# EXERCISE
Print exactly what the entries say, line by line, from the first line down to the one with "[ curled dry leaf ]", inclusive.

GIVEN RECORDS Start Marker

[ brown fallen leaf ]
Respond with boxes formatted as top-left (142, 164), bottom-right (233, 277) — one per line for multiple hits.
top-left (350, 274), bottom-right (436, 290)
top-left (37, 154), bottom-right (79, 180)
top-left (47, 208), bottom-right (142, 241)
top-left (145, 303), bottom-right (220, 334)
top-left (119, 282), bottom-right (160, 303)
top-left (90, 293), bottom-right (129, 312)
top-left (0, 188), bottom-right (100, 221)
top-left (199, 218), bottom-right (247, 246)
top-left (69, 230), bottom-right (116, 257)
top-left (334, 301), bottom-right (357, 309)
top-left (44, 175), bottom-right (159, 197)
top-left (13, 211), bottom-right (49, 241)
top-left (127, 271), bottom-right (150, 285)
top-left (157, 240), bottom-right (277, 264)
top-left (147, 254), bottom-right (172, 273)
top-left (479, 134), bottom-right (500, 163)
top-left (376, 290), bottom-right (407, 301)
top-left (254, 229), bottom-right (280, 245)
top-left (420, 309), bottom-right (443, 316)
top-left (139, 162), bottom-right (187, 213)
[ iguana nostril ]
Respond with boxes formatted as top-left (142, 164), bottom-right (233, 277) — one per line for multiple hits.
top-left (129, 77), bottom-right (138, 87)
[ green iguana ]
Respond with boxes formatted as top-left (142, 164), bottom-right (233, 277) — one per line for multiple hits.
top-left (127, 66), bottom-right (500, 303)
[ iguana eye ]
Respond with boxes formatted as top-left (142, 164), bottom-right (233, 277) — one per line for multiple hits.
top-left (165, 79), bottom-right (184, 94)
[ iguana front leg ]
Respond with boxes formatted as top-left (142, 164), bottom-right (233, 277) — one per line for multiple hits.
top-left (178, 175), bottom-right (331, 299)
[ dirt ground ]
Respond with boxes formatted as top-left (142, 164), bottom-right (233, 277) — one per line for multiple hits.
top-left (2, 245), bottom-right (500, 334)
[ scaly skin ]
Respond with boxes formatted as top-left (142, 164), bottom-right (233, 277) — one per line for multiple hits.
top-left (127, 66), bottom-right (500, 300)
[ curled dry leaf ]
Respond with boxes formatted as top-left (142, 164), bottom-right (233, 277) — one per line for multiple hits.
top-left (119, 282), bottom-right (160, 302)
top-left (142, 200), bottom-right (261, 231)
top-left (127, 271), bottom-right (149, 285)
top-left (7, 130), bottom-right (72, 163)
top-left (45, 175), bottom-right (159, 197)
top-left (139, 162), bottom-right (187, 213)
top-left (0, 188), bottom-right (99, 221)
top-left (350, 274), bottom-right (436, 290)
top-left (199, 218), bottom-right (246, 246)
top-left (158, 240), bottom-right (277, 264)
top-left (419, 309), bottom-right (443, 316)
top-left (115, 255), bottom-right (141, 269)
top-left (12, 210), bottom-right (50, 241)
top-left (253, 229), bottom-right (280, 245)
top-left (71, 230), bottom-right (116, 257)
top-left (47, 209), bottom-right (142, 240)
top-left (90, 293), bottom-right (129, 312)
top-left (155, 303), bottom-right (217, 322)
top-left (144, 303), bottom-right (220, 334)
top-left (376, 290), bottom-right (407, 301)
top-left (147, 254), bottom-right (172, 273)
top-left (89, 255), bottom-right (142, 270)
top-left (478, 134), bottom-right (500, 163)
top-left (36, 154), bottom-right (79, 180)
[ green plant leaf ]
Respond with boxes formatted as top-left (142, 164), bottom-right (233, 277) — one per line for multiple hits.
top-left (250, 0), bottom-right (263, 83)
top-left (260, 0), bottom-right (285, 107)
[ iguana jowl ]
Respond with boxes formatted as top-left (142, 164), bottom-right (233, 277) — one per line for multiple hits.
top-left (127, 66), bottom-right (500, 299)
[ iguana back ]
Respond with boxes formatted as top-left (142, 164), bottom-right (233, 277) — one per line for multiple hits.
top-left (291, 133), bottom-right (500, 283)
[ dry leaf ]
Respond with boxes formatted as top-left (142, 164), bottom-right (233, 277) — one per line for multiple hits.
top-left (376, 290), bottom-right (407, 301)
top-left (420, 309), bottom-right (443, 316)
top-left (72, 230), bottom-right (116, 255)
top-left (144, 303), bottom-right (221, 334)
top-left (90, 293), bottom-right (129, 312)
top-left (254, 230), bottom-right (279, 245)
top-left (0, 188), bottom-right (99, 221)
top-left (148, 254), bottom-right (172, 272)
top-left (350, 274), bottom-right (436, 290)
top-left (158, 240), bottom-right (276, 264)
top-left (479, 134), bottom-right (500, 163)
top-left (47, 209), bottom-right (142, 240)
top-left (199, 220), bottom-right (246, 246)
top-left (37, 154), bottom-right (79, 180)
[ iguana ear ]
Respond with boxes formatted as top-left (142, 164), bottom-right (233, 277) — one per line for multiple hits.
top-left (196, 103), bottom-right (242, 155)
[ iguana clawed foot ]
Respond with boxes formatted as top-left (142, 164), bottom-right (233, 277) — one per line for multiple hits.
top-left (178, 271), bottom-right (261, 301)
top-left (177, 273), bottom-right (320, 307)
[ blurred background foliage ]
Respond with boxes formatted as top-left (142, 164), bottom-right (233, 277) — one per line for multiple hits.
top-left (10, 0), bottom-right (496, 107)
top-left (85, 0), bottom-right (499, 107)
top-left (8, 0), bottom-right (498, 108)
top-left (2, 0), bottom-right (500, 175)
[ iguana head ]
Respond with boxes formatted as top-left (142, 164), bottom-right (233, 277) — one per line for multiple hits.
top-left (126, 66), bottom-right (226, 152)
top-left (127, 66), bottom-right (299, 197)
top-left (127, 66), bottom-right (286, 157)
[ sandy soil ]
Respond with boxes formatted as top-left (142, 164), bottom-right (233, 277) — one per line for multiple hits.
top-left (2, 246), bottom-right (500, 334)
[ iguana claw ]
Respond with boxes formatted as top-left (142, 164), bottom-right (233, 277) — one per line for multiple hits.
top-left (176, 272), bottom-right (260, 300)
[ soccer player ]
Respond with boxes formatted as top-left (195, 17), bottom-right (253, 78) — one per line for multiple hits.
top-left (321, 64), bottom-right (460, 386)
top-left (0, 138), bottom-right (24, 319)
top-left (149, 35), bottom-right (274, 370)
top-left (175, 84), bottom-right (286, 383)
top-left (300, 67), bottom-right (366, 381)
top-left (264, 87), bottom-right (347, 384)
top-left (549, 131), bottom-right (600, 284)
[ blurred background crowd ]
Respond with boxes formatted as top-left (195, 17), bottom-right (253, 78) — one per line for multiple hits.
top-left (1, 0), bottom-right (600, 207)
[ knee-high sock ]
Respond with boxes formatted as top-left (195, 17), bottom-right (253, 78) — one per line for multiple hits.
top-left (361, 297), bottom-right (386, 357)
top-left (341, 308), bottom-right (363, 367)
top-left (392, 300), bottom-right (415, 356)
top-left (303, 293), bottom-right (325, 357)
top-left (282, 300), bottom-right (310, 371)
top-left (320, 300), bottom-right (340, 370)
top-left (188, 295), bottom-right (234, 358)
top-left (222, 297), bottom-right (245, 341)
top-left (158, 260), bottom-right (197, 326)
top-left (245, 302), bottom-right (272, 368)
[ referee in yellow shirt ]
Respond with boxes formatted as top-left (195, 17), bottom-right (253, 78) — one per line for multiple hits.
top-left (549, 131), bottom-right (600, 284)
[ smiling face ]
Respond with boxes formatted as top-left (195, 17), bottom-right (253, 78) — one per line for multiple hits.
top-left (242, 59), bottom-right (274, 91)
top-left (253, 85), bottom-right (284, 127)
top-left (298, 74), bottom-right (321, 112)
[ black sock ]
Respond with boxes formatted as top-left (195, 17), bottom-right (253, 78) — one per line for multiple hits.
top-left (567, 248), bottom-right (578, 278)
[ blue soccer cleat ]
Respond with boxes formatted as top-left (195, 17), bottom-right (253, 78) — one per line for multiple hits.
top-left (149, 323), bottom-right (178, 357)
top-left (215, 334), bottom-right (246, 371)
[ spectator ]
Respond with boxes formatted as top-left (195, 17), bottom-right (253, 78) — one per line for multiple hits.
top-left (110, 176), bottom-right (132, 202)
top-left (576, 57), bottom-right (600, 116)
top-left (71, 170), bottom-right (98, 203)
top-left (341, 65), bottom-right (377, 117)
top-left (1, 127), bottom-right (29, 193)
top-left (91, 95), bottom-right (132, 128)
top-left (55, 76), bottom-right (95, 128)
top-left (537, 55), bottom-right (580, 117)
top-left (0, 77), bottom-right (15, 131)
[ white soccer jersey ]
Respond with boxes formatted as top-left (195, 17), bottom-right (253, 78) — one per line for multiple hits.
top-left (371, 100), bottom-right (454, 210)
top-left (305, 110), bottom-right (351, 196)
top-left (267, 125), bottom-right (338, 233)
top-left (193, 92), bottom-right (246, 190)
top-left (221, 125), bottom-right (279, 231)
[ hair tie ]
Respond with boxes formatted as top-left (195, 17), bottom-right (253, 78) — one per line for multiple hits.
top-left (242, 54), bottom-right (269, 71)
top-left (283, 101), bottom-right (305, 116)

GIVEN RECORDS End Marker

# WRITTEN ANSWER
[ brown fallen leaf ]
Respond with boxes formatted as top-left (142, 164), bottom-right (233, 277) — one per line for multiple hits.
top-left (350, 274), bottom-right (436, 290)
top-left (37, 154), bottom-right (79, 180)
top-left (47, 208), bottom-right (142, 241)
top-left (145, 303), bottom-right (220, 334)
top-left (119, 282), bottom-right (160, 303)
top-left (90, 293), bottom-right (129, 312)
top-left (0, 188), bottom-right (100, 221)
top-left (199, 218), bottom-right (247, 246)
top-left (69, 230), bottom-right (116, 257)
top-left (334, 301), bottom-right (357, 309)
top-left (44, 175), bottom-right (159, 197)
top-left (13, 211), bottom-right (49, 241)
top-left (127, 271), bottom-right (150, 285)
top-left (157, 240), bottom-right (277, 264)
top-left (147, 254), bottom-right (172, 273)
top-left (479, 134), bottom-right (500, 163)
top-left (376, 290), bottom-right (407, 301)
top-left (254, 229), bottom-right (280, 245)
top-left (420, 309), bottom-right (443, 316)
top-left (139, 162), bottom-right (187, 213)
[ iguana nostril ]
Respond with boxes formatted as top-left (142, 164), bottom-right (233, 277) — one per line for multiple hits.
top-left (129, 77), bottom-right (138, 87)
[ green iguana ]
Respond with boxes formatted as top-left (142, 164), bottom-right (233, 277) — one per line for multiple hits.
top-left (127, 66), bottom-right (500, 303)
[ iguana eye ]
Respond with boxes formatted as top-left (142, 164), bottom-right (233, 277) — one per line for multiple hits.
top-left (165, 79), bottom-right (184, 94)
[ iguana front leg ]
Respond with boxes formatted as top-left (142, 164), bottom-right (233, 277) — one per line for multiple hits.
top-left (178, 175), bottom-right (331, 299)
[ dirt ground ]
Respond with boxes formatted as top-left (142, 164), bottom-right (233, 277) — one per line for multiple hits.
top-left (2, 245), bottom-right (500, 334)
[ scaly skin ]
Respond with boxes formatted as top-left (142, 164), bottom-right (233, 277) — one per line for multiple hits.
top-left (127, 66), bottom-right (500, 300)
[ curled dry leaf ]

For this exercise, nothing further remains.